> [The problem]: The required output is every entry, printed exactly as written.

Input data below:

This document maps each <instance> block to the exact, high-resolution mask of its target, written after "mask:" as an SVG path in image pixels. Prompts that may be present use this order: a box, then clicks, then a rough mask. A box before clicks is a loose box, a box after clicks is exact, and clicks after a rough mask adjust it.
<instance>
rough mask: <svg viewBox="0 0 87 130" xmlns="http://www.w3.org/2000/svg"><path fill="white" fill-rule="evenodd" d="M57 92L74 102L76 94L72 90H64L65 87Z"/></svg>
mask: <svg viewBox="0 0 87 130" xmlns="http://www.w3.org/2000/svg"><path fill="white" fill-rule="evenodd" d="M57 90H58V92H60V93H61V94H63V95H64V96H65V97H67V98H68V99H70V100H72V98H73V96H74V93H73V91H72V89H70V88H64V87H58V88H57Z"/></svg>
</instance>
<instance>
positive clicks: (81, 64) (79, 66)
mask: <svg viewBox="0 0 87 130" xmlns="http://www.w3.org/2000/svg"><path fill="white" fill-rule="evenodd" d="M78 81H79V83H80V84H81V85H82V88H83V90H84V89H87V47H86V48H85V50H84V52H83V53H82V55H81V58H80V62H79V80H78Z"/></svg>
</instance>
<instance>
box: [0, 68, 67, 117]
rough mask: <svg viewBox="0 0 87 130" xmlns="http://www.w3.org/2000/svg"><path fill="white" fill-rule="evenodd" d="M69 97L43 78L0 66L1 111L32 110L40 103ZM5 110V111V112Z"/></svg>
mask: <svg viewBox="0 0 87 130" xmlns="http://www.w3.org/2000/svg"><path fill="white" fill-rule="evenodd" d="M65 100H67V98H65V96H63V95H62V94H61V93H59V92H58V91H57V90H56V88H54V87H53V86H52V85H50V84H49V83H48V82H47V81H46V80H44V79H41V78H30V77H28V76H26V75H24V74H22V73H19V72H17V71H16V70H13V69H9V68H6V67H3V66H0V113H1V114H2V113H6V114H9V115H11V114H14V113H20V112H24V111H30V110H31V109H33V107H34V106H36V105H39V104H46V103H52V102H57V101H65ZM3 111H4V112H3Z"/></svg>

End of Input data.

> [Answer box]:
This document maps each <instance> block to the exact, high-resolution mask of its target, written after "mask:" as an SVG path in image pixels. Prompts that may be present use this order: a box, then clicks, then a rough mask. A box before clicks is a loose box, a box after clicks is exact, and clicks after a rough mask adjust it.
<instance>
rough mask: <svg viewBox="0 0 87 130" xmlns="http://www.w3.org/2000/svg"><path fill="white" fill-rule="evenodd" d="M57 92L74 102L76 94L72 90H64L65 87Z"/></svg>
mask: <svg viewBox="0 0 87 130" xmlns="http://www.w3.org/2000/svg"><path fill="white" fill-rule="evenodd" d="M57 90H58V92H60V93H61V94H63V95H64V96H65V97H67V98H68V99H70V100H72V98H73V96H74V93H73V91H72V89H70V88H64V87H58V88H57Z"/></svg>
</instance>
<instance>
positive clicks: (81, 64) (79, 66)
mask: <svg viewBox="0 0 87 130" xmlns="http://www.w3.org/2000/svg"><path fill="white" fill-rule="evenodd" d="M78 81H79V83H80V84H81V85H82V88H83V90H84V89H87V47H86V48H85V50H84V52H83V53H82V55H81V58H80V62H79V80H78Z"/></svg>
</instance>
<instance>
box: [0, 68, 67, 117]
rough mask: <svg viewBox="0 0 87 130" xmlns="http://www.w3.org/2000/svg"><path fill="white" fill-rule="evenodd" d="M69 97L43 78L0 66L1 111L32 110L40 103ZM5 110V111V112Z"/></svg>
mask: <svg viewBox="0 0 87 130" xmlns="http://www.w3.org/2000/svg"><path fill="white" fill-rule="evenodd" d="M65 100H67V98H65V96H63V95H62V94H61V93H59V92H58V91H57V90H56V88H54V87H53V86H52V85H50V84H49V83H48V82H47V81H46V80H44V79H41V78H30V77H28V76H26V75H24V74H22V73H19V72H17V71H16V70H13V69H9V68H6V67H3V66H0V113H1V114H2V113H6V114H9V115H11V114H14V113H20V112H24V111H30V110H31V109H33V107H34V106H36V105H39V104H46V103H52V102H57V101H65ZM3 111H4V112H3Z"/></svg>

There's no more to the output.